── EXTRACTED TEXT ──
In [4]:
import torchaudio
import torchaudio.transforms as T
import torch
import torch.nn as nn
import torch.nn.functional as F
import torch.optim as optim
from torch.utils.data import Dataset

mel_transform = T.MelSpectrogram(
    sample_rate=16000,
    n_fft=1024,
    win_length=1024,
    hop_length=256,
    n_mels=80,
    f_min=0,
    f_max=8000,
    power=1.0,
    normalized=True,
)

In [6]:
class VoiceDataset(Dataset):
    def __init__(self,data,labels):
        self.data = data
        self.labels = labels
        self.samples= self.load_data()
    def load_data(self):
        samples = []
        for i in range(len(self.data)):
            waveform, sample_rate = torchaudio.load(self.data[i])
            mel = mel_transform(waveform)
            mel = mel.squeeze(0).transpose(0, 1)
            samples.append((mel, self.labels[i]))
        return samples
    def __len__(self):
        return len(self.samples)
    def __getitem__(self, idx):
        mel, label = self.samples[idx]
        mel = mel.unsqueeze(0)
        return mel, label

In [8]:
class VoiceClassifier(nn.Module):
    def __init__(self, num_classes):
        super(VoiceClassifier, self).__init__()
        self.conv1 = nn.Conv2d(1, 32, kernel_size=(3, 3), stride=(1, 1), padding=(1, 1))
───
▸ JOB 1:
Pick out every line in the rows below that contains the string "palm", and copy each one.
── DATA LISTING ──
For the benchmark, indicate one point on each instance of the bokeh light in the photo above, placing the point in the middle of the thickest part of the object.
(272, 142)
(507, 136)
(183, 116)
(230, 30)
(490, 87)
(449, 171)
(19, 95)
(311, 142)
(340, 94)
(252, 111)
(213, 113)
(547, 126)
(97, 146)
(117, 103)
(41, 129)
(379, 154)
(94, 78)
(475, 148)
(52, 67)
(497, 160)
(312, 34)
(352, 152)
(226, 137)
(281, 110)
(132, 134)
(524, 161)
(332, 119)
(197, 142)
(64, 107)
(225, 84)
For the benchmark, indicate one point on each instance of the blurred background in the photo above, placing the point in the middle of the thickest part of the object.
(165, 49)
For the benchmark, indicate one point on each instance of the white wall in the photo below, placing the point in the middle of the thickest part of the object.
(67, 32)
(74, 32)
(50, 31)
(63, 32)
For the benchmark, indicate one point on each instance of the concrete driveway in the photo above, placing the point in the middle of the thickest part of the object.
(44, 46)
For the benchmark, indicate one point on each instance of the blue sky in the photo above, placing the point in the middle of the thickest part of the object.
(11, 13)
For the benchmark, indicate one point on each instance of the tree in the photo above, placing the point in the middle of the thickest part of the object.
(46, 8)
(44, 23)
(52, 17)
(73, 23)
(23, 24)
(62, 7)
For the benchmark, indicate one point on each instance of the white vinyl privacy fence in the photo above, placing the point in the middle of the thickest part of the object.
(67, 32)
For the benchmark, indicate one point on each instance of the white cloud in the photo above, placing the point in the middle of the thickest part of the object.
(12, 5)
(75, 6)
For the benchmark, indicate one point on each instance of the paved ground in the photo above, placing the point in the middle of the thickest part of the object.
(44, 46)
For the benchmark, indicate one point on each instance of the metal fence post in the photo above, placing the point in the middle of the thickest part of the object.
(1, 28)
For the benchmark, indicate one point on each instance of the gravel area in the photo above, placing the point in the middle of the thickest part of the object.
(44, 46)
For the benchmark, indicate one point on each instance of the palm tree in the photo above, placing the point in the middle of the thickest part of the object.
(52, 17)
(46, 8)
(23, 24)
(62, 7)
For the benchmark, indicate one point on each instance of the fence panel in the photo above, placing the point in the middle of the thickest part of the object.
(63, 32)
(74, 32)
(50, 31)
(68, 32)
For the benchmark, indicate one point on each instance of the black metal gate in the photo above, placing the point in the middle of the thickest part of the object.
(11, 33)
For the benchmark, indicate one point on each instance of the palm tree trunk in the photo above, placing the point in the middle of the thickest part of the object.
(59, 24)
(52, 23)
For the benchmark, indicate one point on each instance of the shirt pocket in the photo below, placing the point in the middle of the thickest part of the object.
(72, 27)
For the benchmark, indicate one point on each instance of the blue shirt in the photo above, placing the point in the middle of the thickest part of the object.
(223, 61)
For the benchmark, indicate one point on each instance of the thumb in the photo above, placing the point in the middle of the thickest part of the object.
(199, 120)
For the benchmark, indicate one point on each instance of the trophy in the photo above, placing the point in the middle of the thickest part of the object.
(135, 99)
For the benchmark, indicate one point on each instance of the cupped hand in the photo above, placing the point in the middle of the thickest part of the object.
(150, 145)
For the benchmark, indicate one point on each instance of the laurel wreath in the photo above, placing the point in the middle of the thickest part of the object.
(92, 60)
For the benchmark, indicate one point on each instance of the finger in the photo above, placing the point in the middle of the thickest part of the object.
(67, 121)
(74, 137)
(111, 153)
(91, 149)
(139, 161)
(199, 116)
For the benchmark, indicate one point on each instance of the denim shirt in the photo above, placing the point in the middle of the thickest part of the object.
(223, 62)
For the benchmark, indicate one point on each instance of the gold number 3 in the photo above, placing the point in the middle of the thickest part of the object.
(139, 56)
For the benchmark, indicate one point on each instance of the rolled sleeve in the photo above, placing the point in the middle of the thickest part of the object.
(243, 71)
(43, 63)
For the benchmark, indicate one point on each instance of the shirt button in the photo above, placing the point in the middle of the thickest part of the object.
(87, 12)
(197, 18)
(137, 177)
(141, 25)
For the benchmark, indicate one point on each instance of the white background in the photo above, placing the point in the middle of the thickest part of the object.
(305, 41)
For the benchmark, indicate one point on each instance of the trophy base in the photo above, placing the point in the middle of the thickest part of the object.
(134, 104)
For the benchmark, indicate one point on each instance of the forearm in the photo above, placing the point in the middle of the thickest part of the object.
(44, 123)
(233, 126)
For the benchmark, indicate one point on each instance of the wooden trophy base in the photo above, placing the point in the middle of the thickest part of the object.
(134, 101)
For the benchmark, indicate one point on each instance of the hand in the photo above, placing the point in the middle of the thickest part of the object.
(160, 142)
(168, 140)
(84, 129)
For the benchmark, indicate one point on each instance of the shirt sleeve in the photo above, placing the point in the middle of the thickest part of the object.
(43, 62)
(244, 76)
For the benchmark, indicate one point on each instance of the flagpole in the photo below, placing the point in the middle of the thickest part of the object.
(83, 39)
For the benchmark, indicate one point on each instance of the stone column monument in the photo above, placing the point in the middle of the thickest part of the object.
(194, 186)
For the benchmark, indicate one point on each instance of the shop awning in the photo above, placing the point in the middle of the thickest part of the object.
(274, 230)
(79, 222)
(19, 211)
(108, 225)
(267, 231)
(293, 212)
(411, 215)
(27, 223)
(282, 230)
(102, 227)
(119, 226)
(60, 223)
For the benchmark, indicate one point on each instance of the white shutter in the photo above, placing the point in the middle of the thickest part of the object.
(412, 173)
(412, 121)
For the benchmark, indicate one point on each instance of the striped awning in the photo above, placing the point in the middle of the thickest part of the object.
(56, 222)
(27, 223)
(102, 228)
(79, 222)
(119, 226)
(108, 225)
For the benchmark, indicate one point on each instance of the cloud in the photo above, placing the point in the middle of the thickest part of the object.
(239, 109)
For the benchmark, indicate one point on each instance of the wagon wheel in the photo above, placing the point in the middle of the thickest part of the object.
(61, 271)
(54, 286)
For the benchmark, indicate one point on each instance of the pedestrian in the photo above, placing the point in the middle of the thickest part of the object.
───
▸ JOB 2:
Write the code that follows in the PyTorch voice-classification notebook near the top of the page, continuing from its last line.

▸ RESPONSE 1:
For the benchmark, indicate one point on each instance of the palm tree in the photo above, placing the point in the middle of the thickest part of the object.
For the benchmark, indicate one point on each instance of the palm tree trunk in the photo above, placing the point in the middle of the thickest part of the object.

▸ RESPONSE 2:
        self.pool = nn.MaxPool2d(kernel_size=(2, 2), stride=(2, 2))
        self.conv2 = nn.Conv2d(32, 64, kernel_size=(3, 3), stride=(1, 1), padding=(1, 1))
        self.fc1 = nn.Linear(64 * 20 * 40, 128)
        self.fc2 = nn.Linear(128, num_classes)
        self.dropout = nn.Dropout(p=0.5)
    
    def forward(self, x):
        x = F.relu(self.conv1(x))
        x = self.pool(x)
        x = F.relu(self.conv2(x))
        x = self.pool(x)
        x = x.view(-1, 64 * 20 * 40)
        x = F.relu(self.fc1(x))
        x = self.dropout(x)
        x = self.fc2(x)
        return x

In [14]:
import pandas as pd
df= pd.read_csv('dataset/en/validated.tsv', sep='\t')
df["sentence"] = df["sentence"].astype(str)
df["path"] = df["path"].astype(str)
x= df["path"].tolist()
y= df["sentence"].tolist()